Source passage:
Define coupling and boundary conditions#
Apply a displacement boundary condition in the vertical direction (UY) to all nodes. Couple the axial displacements at the unconstrained Y-dir. Apply internal pressure of 30000 psi is applied on nodes. Also, apply dummy pressure for surface printout. Then exit prep7 processor.
mapdl.nsel("S", "LOC", "Y", 0) # Select nodes located on the Y-axis
# Apply a displacement boundary condition
mapdl.d("ALL", "UY")
mapdl.nsel("S", "LOC", "Y", 1) # Select nodes located on the positive Y-axis
# Couple the axial displacements at the unconstrained Y-dir
mapdl.cp(1, "UY", "ALL")
mapdl.nsel(
"S", "LOC", "X", 4
) # Select nodes located on the X-axis at a specific coordinate
# Apply internal pressure on nodes
mapdl.sf("", "PRES", 30000)
mapdl.nsel(
"S", "LOC", "X", 8
) # Select nodes located on the X-axis at a different coordinate
# Apply dummy pressure for surface printout
mapdl.sf("", "PRES", 1e-10)
# Selects all entities
mapdl.allsel()
# Element plot
mapdl.eplot(background="w")
# Finish the pre-processing processor
mapdl.finish()
# Save the finite element model
mapdl.save("MODEL")
ALL CURRENT MAPDL DATA WRITTEN TO FILE NAME=
FOR POSSIBLE RESUME FROM THIS POINT
Solve#
Enter solution mode and solve the system.
mapdl.slashsolu()
# Set the analysis type to STATIC
mapdl.antype("STATIC")
# Output results for all nodes
mapdl.outpr("", "ALL")
# Perform the solution for the load step 1, which is the internal pressure
mapdl.solve()
# exists solution processor for load case 1
mapdl.finish()
FINISH SOLUTION PROCESSING
***** ROUTINE COMPLETED ***** CP = 0.000
Post-processing#
Enter post-processing. Compute displacement and stress components.
mapdl.post1()
# Set the load step 1 and substep to 1
mapdl.set(1, 1)

Records from a dataset:
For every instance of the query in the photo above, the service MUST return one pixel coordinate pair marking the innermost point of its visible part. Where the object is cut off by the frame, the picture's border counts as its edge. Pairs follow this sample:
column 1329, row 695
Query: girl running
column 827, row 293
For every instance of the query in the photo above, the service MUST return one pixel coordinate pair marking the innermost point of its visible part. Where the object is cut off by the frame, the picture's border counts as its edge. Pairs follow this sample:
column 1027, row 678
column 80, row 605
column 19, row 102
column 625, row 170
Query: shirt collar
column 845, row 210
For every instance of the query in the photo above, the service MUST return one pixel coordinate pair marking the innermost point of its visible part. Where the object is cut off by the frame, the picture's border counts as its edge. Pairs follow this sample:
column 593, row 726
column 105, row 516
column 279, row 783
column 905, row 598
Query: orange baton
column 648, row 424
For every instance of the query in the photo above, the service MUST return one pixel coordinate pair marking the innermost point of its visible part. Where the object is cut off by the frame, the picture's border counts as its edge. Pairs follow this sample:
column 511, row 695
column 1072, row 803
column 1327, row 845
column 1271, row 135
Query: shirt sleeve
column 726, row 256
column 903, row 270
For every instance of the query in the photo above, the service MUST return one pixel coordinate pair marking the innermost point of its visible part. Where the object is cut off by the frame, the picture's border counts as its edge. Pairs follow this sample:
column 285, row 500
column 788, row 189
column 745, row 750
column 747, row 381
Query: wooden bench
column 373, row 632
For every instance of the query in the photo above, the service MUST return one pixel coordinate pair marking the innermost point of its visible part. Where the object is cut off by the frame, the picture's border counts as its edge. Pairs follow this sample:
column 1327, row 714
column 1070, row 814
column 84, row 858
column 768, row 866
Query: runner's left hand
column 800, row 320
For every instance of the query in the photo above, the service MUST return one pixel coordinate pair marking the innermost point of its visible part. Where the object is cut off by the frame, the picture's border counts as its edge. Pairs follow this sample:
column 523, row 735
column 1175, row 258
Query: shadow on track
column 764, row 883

Work required:
In the MAPDL code excerpt, list the axis letter and coordinate value given in each mapdl.nsel call, in the order they appear. None of this depends on the data.

Task answer:
Y, 0
Y, 1
X, 4
X, 8